# Task to carry out
Copy the items below word for word, starting at the line that contains "For the benchmark, mark every instance of the nettle" and ending at the line that contains "[[289, 65]]", with both of those lines included.

-- Start of Records shown --

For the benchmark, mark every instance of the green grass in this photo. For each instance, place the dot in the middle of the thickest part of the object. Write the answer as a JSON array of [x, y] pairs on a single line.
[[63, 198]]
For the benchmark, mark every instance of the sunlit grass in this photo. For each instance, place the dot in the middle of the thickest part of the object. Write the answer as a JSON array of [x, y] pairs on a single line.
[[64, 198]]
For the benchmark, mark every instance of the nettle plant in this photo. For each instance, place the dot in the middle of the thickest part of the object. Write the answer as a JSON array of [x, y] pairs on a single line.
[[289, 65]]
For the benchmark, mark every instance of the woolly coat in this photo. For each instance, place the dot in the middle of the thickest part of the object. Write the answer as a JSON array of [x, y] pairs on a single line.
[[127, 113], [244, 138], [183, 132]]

-- End of Records shown --
-- Start of Records shown --

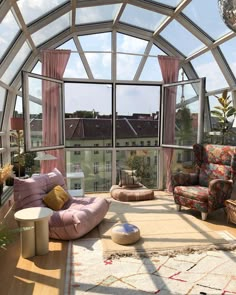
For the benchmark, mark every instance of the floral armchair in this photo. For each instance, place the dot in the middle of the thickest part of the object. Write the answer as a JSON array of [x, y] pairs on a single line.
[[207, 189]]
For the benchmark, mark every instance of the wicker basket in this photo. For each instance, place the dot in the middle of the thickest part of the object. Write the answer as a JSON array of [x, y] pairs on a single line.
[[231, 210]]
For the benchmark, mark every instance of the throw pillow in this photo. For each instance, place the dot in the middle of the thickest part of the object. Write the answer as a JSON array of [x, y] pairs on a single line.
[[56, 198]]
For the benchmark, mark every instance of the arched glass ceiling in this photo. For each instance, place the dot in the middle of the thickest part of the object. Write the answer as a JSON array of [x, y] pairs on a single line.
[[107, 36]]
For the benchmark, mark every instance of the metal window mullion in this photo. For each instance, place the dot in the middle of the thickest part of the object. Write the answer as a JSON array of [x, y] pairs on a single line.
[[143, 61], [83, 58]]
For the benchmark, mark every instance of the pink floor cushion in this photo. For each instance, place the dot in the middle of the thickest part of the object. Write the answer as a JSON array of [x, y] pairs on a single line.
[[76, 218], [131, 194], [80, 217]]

-- End of Records shown --
-- Start of Records shown --

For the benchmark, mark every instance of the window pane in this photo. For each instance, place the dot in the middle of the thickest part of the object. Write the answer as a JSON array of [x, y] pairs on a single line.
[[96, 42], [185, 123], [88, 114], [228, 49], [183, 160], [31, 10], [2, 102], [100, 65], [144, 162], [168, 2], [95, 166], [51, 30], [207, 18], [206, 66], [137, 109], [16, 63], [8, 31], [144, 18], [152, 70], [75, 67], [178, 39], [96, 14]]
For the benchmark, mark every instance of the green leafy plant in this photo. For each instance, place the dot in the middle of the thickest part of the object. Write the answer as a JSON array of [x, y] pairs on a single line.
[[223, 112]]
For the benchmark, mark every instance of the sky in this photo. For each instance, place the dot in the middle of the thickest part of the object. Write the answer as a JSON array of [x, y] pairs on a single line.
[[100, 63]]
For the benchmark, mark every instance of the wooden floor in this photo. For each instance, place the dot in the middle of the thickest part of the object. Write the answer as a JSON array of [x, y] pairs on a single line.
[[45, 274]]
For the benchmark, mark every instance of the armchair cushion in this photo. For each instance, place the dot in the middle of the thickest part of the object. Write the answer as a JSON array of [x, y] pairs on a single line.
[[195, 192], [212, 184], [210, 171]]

-- End of Records shown --

# Exercise response
For the benchmark, mark every instance of the nettle plant in this photo. For each instance, place the dot in the middle of the thickest part of the object. Write the answer as a JSON array of [x, y] pairs on a single line.
[[289, 65]]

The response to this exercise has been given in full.